Copy out the data that follows exactly, leaving out no line.

*-*-*

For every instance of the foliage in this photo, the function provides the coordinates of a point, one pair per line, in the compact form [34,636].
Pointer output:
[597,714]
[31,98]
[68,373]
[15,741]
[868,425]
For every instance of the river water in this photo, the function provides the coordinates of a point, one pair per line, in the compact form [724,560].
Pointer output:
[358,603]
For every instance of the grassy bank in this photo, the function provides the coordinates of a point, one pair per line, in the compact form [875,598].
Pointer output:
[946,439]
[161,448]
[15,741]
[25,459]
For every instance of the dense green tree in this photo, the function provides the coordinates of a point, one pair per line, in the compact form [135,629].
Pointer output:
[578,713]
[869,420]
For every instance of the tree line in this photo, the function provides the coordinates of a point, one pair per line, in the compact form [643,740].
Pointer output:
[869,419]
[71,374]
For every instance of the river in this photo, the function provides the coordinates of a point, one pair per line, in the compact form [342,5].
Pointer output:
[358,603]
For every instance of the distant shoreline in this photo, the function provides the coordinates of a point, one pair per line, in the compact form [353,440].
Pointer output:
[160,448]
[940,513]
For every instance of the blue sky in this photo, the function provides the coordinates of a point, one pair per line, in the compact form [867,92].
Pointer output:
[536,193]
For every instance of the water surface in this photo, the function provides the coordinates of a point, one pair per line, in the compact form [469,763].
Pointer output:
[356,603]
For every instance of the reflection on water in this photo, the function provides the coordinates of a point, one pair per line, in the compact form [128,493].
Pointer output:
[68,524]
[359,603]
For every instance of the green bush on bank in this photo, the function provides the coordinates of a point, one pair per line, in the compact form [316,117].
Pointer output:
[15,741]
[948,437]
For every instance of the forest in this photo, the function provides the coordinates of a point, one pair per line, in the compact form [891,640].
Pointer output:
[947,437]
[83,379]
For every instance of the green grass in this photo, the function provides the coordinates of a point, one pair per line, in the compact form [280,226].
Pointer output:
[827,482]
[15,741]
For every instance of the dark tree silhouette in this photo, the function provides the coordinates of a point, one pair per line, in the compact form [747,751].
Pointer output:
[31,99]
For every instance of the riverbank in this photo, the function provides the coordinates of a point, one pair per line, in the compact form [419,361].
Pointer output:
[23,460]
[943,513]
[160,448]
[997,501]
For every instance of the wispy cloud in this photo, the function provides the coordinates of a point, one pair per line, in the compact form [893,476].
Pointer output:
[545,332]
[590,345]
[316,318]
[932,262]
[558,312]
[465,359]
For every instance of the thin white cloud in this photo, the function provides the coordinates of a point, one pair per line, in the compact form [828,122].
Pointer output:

*-*-*

**Answer to the problem**:
For every instance of the foliage in this photo, the function provides the coordinates of a point, one pair per line, in the compact form [34,636].
Pointer output:
[597,714]
[31,98]
[68,373]
[15,741]
[868,425]
For every instance of the river water in this photo, the function provides the coordinates of a point, one pair per line, in the compact form [724,560].
Pointer output:
[358,603]
For every instance of the grassy bank in this photo, the function provides the coordinates of a point, one pair per line, in the compact form [875,598].
Pointer output:
[946,439]
[161,448]
[15,741]
[25,459]
For every instance of the dense green tree in this photo, the function provides the coordinates of a point, one pair per line, in the compact form [135,629].
Pointer output:
[578,713]
[869,420]
For every instance of the tree line in this photo, the function provides the coordinates of a point, one pair per line, in the compact form [643,740].
Pointer output:
[869,419]
[71,374]
For every instance of the river in this photo, the function provides the coordinates of a point, one pair per line, in the compact form [342,5].
Pointer output:
[358,603]
For every instance of the distant shoreline in this photo, the function provides the coordinates of a point, one pair per line, in the compact form [353,440].
Pointer output:
[160,448]
[940,513]
For every instance of the blue sky in this photo, the function provides the coordinates of a point, one pair per line, in the compact form [867,92].
Pointer output:
[536,193]
For every instance of the water surface in this photo, the function provides the coordinates of a point, one pair per line, in the compact form [469,763].
Pointer output:
[356,603]
For every instance of the reflection on water in this photo, the function provides the coordinates of a point, one pair per line, in the compact form [128,493].
Pointer output:
[68,524]
[359,603]
For every instance of the green bush on bank in this photo, the function provides the coordinates of a point, one pair per line, in the compact form [316,117].
Pointer output:
[15,741]
[948,437]
For every instance of the forest in this photo, the function provides the coordinates of a point, one pair per line, in the compact form [891,640].
Pointer output:
[947,437]
[83,379]
For every instance of the green grass in this photo, the function provides the coordinates of a point, one pair per line, in the compact form [280,226].
Pointer output:
[827,482]
[15,741]
For every instance of the dark tree silhouette in this photo, the function provides the coordinates of a point, one pair per line, in the compact form [747,751].
Pointer output:
[31,99]
For every instance of the riverbank in this photo, the function provides the coordinates of a point, one pair per line, in the compact form [419,361].
Pointer output:
[23,460]
[943,513]
[160,448]
[997,501]
For every instance of the wispy cloud in this photo, the function provides the coordinates of a point, one pair per line, in the compact form [893,476].
Pointer output:
[545,332]
[590,345]
[316,318]
[932,262]
[558,312]
[465,359]
For every instance of the thin white cloud in this photo, the function provides the coordinates of a point, one pair per line, in the compact form [828,122].
Pointer output:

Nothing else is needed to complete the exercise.